• [Énoncé de l'exercice] Dans le texte sur la réforme du CESE, combien de propositions la note de l'Observatoire de l'éthique publique énumère-t-elle, s'il vous plaît ?

• [Texte à lire]
•••••

L'Assemblée nationale examine à partir de mardi un projet de loi organique réformant le CESE, qui est chargé de conseiller les pouvoirs exécutif et législatif mais qui n'a qu'un avis consultatif.

Le conseil économique, social et environnemental en quête des bonnes règles déontologiques
AUREL

Quelle déontologie pour le Conseil économique, social et environnemental (CESE) ? C’est la question que pose l’Observatoire de l’éthique publique, fondé en 2018 par l’ex-député apparenté Parti socialiste de l’Aisne René Dosière. L’occasion lui est donnée par l’examen en commission des lois, à partir du mardi 8 septembre, d’un projet de loi organique réformant cette institution. Dans une note de treize pages qui devait être diffusée mardi, dont Le Monde a pu prendre connaissance, le directeur général de l’Observatoire, Matthieu Caron, y déplore que le volet déontologique soit « le grand absent » de ce texte et liste dix propositions pour améliorer la situation.

Relancée début 2018 dans le cadre de la réforme des institutions, la transformation du CESE, chargé de conseiller les pouvoirs exécutif et législatif mais qui n’a qu’un avis consultatif, a été stoppée par l’affaire Benalla. Le président de la République l’a remise sur les rails le 29 juin devant les membres de la convention citoyenne pour le climat réunis à l’Elysée. Le projet de loi, adopté dans la foulée en conseil des ministres, prévoit de faire du CESE « le carrefour des consultations publiques » afin d’« éclairer les pouvoirs publics sur les enjeux économiques, sociaux et environnementaux, en particulier sur les conséquences à long terme de leurs décisions ». De quoi redorer le blason d’une assemblée qui reste mal connue et n’a pas toujours eu bonne presse.

•••••

• [Informations fournies]
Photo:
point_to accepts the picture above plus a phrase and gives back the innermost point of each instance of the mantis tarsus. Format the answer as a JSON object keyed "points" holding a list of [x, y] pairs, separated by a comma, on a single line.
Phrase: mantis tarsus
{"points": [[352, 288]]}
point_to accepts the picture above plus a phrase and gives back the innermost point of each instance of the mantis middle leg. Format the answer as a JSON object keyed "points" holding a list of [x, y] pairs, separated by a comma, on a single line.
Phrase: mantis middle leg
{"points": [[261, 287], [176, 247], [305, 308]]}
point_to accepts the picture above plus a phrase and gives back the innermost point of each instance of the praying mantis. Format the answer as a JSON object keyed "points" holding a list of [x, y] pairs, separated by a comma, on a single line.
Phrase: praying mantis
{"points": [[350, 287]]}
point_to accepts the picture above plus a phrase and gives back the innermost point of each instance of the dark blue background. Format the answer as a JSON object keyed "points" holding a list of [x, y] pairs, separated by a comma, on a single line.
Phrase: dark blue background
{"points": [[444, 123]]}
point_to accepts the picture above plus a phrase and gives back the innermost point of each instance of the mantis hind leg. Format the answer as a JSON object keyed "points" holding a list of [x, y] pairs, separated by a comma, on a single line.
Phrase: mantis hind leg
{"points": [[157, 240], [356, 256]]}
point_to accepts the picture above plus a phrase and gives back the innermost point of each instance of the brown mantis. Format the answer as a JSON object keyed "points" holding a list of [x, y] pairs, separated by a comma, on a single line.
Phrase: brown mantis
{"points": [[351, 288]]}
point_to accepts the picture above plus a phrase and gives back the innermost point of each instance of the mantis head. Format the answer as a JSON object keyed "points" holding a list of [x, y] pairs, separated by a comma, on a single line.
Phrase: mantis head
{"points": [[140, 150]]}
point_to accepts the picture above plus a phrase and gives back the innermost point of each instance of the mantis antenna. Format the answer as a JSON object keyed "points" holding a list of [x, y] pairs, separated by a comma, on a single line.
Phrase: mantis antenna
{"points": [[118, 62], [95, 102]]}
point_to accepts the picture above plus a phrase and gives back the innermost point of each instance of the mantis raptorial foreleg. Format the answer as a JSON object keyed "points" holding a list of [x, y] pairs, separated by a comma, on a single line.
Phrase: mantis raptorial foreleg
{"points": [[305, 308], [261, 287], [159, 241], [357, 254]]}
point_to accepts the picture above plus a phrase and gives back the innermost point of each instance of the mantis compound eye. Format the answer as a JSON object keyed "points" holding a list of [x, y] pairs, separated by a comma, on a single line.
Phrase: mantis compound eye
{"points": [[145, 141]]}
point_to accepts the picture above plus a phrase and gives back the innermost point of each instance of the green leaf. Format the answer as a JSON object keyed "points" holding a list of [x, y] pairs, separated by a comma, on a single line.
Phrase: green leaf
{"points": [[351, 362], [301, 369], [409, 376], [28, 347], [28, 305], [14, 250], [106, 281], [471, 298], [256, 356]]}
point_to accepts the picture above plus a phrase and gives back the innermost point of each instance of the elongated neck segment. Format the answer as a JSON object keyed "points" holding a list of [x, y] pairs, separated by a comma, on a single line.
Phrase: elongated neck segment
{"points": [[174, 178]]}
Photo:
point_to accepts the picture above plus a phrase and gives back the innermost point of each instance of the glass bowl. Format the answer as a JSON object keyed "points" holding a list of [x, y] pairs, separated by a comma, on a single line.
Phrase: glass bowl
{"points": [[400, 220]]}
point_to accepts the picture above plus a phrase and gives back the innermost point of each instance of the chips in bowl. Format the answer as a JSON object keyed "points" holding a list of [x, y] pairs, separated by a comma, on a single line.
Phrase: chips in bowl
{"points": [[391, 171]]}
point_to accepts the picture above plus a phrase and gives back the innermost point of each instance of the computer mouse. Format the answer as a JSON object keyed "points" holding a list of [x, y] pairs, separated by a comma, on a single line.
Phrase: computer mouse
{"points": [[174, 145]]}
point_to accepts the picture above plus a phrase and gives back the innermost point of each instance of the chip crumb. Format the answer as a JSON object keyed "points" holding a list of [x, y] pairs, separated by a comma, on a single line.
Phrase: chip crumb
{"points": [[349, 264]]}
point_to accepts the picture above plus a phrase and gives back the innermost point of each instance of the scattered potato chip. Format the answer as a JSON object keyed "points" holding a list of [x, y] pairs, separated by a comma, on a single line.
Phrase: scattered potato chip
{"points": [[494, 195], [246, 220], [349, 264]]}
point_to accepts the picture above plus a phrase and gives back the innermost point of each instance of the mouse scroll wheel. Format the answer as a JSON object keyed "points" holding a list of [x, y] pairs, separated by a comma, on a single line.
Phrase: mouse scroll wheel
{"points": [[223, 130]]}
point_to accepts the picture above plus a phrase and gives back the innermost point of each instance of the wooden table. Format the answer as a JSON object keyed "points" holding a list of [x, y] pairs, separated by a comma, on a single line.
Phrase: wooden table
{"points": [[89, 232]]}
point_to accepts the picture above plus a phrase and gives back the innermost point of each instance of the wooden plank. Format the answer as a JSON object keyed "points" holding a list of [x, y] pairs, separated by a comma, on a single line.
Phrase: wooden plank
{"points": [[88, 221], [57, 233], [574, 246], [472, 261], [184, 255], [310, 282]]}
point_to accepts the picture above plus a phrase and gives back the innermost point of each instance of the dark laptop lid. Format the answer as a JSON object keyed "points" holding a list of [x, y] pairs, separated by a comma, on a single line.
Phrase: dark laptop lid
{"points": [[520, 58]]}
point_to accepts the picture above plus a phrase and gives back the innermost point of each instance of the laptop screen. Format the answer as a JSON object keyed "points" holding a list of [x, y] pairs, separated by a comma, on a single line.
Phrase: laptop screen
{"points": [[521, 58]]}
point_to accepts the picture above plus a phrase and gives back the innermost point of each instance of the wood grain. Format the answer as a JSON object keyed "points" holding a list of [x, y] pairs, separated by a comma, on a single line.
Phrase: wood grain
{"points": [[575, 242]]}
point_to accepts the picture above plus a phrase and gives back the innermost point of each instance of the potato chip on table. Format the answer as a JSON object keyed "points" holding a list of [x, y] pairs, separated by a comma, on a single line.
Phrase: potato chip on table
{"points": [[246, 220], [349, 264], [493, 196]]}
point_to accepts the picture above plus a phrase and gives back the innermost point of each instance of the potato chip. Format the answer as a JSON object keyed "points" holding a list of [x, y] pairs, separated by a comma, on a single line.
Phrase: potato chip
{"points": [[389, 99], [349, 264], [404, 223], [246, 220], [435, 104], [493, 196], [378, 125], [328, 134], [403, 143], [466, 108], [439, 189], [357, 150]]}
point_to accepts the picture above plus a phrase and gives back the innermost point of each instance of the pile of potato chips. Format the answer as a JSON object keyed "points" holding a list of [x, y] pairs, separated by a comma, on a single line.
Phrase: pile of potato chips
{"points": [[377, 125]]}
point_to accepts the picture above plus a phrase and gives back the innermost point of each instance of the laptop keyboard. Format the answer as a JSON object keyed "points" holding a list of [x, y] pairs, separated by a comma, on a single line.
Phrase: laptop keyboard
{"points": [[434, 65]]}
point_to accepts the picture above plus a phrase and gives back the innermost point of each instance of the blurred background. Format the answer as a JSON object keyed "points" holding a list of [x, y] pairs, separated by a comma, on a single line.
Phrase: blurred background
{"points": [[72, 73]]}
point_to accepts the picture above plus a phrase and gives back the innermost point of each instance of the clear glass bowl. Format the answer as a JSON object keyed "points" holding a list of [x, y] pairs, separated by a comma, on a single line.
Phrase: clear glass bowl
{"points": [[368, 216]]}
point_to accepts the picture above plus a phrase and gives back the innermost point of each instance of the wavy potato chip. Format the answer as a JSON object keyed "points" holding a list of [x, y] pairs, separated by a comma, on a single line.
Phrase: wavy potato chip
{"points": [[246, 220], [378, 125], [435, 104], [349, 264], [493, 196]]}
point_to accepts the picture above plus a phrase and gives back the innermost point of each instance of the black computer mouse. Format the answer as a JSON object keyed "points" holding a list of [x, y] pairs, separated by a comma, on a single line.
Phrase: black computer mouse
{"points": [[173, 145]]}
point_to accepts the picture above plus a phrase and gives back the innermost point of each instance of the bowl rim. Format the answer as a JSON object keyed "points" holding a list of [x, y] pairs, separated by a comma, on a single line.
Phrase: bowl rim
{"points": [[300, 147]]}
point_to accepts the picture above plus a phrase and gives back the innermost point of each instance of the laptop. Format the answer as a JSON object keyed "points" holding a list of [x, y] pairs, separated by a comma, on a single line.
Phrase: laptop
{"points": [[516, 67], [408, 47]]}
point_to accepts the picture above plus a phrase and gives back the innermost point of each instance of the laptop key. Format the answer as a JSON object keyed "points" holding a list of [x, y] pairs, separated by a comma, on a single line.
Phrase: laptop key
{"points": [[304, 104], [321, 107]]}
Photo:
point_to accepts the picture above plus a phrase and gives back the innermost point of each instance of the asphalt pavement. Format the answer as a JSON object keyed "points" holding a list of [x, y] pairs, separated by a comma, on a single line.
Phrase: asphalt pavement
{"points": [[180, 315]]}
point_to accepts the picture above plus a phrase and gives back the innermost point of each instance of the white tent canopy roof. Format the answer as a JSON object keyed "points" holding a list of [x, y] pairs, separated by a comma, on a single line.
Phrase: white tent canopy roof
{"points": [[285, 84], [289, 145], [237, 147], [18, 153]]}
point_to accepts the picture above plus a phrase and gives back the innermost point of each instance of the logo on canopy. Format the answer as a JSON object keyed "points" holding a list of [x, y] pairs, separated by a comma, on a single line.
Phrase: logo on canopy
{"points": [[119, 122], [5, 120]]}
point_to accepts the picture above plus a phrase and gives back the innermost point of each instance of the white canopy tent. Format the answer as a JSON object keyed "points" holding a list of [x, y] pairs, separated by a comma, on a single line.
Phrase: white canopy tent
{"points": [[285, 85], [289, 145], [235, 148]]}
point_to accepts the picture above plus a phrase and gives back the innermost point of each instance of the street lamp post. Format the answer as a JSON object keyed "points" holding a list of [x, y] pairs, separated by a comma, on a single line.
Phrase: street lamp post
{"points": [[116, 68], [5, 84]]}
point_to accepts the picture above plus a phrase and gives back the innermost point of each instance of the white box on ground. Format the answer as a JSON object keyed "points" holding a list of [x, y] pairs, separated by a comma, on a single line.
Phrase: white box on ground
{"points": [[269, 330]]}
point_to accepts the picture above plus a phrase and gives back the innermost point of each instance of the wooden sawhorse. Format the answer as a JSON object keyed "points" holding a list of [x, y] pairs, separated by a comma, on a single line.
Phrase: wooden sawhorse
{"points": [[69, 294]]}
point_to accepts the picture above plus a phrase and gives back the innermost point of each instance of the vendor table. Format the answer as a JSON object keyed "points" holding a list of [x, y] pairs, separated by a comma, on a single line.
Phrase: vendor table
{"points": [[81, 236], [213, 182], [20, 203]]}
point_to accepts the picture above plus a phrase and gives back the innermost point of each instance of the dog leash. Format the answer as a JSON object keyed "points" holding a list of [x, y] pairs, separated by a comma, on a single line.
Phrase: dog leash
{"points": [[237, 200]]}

•••••

• [Réponse ci-dessous] La note énumère dix propositions.